____ ПРЕДЛОЖЕННЫЙ ОТРЫВОК
Что же такого в этих высказываниях или линиях, что захватывает наше воображение и что способно изменить наше сознание, изменить наш способ мышления? Каковы те механизмы, посредством которых работают эти линии или высказывания о вещах?
Эти линии работают посредством фрейминга. Фрейминг означает точку зрения, которую мы занимаем, рассматривая вещи, ракурс, под которым мы смотрим наши внутренние фильмы. Например, мы, как правило, фреймируем замешательство и депрессию как нечто «плохое», как «проблемы», как «опыт, которого следует избегать». Однако в приведенных выше высказываниях Бэндлер фреймирует их как «хорошие», как «возможности» и как желательный опыт.
________
____ ЗАПИСАННЫЕ ДАННЫЕ
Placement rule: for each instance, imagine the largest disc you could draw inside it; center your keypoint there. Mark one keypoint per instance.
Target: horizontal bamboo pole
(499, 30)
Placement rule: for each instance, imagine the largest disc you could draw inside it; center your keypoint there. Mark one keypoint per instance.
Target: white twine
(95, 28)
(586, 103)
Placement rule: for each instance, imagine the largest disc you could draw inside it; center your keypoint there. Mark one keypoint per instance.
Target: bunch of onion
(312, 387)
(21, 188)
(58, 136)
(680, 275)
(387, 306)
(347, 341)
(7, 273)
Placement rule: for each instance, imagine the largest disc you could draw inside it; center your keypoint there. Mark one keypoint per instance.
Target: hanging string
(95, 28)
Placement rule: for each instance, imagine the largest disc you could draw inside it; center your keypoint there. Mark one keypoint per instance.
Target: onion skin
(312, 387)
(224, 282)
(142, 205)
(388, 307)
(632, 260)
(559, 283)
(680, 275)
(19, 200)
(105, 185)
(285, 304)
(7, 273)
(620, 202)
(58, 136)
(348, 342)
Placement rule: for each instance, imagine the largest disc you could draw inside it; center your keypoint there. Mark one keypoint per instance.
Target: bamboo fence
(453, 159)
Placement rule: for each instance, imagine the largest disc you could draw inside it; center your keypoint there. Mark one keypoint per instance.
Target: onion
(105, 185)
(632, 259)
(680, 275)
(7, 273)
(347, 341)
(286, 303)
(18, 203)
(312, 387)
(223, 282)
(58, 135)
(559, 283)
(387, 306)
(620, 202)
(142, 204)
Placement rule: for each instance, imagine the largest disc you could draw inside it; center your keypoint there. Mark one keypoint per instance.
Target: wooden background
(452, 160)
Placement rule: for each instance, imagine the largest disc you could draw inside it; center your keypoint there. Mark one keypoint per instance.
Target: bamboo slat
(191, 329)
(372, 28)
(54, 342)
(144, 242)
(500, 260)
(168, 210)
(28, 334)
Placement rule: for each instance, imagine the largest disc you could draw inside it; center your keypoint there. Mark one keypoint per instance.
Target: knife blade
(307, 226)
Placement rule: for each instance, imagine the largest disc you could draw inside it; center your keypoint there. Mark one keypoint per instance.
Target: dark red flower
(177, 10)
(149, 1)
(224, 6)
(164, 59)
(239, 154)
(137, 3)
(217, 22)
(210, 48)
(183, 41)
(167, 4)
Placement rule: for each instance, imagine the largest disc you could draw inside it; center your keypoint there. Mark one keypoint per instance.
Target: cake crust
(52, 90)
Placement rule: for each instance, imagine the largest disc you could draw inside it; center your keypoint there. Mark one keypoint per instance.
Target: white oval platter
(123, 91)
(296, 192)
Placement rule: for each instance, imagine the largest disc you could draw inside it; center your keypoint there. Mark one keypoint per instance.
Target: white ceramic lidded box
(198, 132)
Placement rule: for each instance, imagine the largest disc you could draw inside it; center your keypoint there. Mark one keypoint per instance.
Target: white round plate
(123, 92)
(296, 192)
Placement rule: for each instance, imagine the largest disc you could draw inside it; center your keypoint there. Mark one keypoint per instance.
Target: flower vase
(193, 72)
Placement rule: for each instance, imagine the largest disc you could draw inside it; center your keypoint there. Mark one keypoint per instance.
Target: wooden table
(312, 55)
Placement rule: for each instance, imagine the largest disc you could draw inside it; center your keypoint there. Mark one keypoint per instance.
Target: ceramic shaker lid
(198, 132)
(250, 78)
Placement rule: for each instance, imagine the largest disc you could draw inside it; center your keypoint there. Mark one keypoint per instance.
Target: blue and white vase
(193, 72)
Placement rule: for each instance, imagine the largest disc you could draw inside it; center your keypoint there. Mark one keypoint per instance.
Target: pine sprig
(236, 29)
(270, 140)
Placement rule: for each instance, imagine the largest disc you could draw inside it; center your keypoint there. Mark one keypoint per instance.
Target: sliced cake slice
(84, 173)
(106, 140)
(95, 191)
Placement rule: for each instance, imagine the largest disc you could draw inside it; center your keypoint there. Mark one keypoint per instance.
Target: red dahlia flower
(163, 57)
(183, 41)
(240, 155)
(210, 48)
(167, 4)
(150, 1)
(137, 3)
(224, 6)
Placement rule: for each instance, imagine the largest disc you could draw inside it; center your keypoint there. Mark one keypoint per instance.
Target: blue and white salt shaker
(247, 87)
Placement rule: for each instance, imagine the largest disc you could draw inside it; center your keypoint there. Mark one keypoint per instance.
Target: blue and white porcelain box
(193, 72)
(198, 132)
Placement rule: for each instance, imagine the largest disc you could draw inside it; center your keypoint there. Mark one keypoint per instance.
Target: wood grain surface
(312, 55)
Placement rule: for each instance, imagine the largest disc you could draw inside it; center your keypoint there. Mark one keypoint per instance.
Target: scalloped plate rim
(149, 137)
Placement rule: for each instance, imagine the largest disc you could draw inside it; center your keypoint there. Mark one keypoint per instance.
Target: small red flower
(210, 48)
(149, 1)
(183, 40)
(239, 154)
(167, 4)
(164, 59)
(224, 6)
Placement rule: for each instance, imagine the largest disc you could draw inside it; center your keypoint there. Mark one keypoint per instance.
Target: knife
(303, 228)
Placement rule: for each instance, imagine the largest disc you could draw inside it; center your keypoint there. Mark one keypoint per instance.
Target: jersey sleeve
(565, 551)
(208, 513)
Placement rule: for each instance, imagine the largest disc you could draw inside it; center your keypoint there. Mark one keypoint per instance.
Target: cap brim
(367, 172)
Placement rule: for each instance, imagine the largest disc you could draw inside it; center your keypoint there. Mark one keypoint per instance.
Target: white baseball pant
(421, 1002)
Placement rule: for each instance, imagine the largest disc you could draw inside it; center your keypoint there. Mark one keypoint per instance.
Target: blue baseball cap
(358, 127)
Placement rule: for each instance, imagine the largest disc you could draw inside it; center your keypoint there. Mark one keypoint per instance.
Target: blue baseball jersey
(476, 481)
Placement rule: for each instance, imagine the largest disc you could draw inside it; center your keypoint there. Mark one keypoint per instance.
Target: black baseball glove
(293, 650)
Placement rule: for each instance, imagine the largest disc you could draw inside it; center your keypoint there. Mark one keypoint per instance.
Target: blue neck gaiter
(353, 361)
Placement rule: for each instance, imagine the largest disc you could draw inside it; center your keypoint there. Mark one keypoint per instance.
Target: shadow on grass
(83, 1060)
________
**УСЛОВИЯ ЗАДАНИЯ**
Выпишите без изменений фрагмент текста о фрейминге между словами «Что же такого» и «как желательный опыт.» включительно.

**РАЗБОР РЕШЕНИЯ**
Что же такого в этих высказываниях или линиях, что захватывает наше воображение и что способно изменить наше сознание, изменить наш способ мышления? Каковы те механизмы, посредством которых работают эти линии или высказывания о вещах?
Эти линии работают посредством фрейминга. Фрейминг означает точку зрения, которую мы занимаем, рассматривая вещи, ракурс, под которым мы смотрим наши внутренние фильмы. Например, мы, как правило, фреймируем замешательство и депрессию как нечто «плохое», как «проблемы», как «опыт, которого следует избегать». Однако в приведенных выше высказываниях Бэндлер фреймирует их как «хорошие», как «возможности» и как желательный опыт.